POTONGAN TEKS –
----------------------------------------

Itu sebenarnya dari pada tafsir Bhagavad Gita, dalam peperangan dipadang Kurusetra dalam epos Mahabharata. Dan peperangan. Tersebut akan selalu ada, akan selalu terjadi antara keadilan melawan kejahatan, di sepanjang zaman dan masa, di setiap negara di dunia, termasuk Indonesia tercinta.

Kelangsungan dari sebuah bangsa terletak pada pundak pundak anak bangsa itu sendiri untuk mempertahankan eksistensi dari bangsa tersebut di tengah percaturan situasi global dan kawasan yang tidak menentu yang suatu saat bisa meletus konflik yang menyeret bangsa ini dalam pusaran kepentingan negara-negara Adi Daya.

Sebab letaknya yang sangat strategis secara geografis digaris katulistiwa dan dikaruniai wilayah laut yang luas dengan tiga ALKI, sebagai jalur alternatif paling efektif dalam tranportasi laut antarbenua menuju samudera Hindia sebagai sebuah negara kepulauan.

Ada yang berpendapat dalam scenario Writing, dari ahli-ahli inteljen terkemuka bahwa kemungkinan Indonesia bisa bubar pada tahun 2030 seperti yang pernah disampaikan oleh Prabowo Subianto dalam sebuah pidato politiknya.

Hal itu tergantung dari pada kesiapan dan kemauan dari para anak bangsa beserta tokoh tokoh politik yang ada, untuk tetap berkomitment mempertahankan keberadaan dari Bangsa ini yang bernama Indonesia .

Kondisi yang sangat memprihatinkan dalam penegakan hukum di negeri ini , dimana telah ditangkapnya para mantan pejabat MA yang didapatkan uang cash hampir satu triliun merupakan indikasi dari ketidakberesan dari para pemangku hukum dalam menjalankan tugasnya.

Pemikiran dari para pendiri bangsa /Founding Father kita ini, baik Soekarno, Soepomo, Syahrir, Moh Hatta, Moh Yamin harus diakui tidak muncul secara taken for granted.

----------------------------------------

(Item data)

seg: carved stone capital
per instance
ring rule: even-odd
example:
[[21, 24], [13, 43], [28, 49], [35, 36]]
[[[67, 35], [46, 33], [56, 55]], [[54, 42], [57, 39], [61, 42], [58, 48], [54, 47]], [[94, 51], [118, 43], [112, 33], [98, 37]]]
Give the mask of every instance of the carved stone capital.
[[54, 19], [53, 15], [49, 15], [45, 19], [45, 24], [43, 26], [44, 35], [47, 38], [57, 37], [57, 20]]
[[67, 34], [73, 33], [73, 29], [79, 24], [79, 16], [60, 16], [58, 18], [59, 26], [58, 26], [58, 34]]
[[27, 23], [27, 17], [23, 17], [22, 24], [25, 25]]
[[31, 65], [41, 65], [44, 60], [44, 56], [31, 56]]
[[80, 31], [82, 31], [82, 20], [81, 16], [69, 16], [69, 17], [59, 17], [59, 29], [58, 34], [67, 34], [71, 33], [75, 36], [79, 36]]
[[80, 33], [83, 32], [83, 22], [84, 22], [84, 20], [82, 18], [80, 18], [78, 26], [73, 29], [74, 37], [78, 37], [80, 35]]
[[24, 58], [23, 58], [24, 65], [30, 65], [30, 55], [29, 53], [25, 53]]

----------------------------------------

RINGKASAN TUGAS – Bagaimana bunyi bagian potongan teks mulai dari "Ada yang berpendapat" sampai dengan "dalam menjalankan tugasnya." jika "penegakan hukum" diganti menjadi "pemberantasan korupsi"? Tuliskan kembali bagian itu dengan perubahan tersebut.

JAWABAN TERTULIS –
Ada yang berpendapat dalam scenario Writing, dari ahli-ahli inteljen terkemuka bahwa kemungkinan Indonesia bisa bubar pada tahun 2030 seperti yang pernah disampaikan oleh Prabowo Subianto dalam sebuah pidato politiknya.

Hal itu tergantung dari pada kesiapan dan kemauan dari para anak bangsa beserta tokoh tokoh politik yang ada, untuk tetap berkomitment mempertahankan keberadaan dari Bangsa ini yang bernama Indonesia .

Kondisi yang sangat memprihatinkan dalam pemberantasan korupsi di negeri ini , dimana telah ditangkapnya para mantan pejabat MA yang didapatkan uang cash hampir satu triliun merupakan indikasi dari ketidakberesan dari para pemangku hukum dalam menjalankan tugasnya.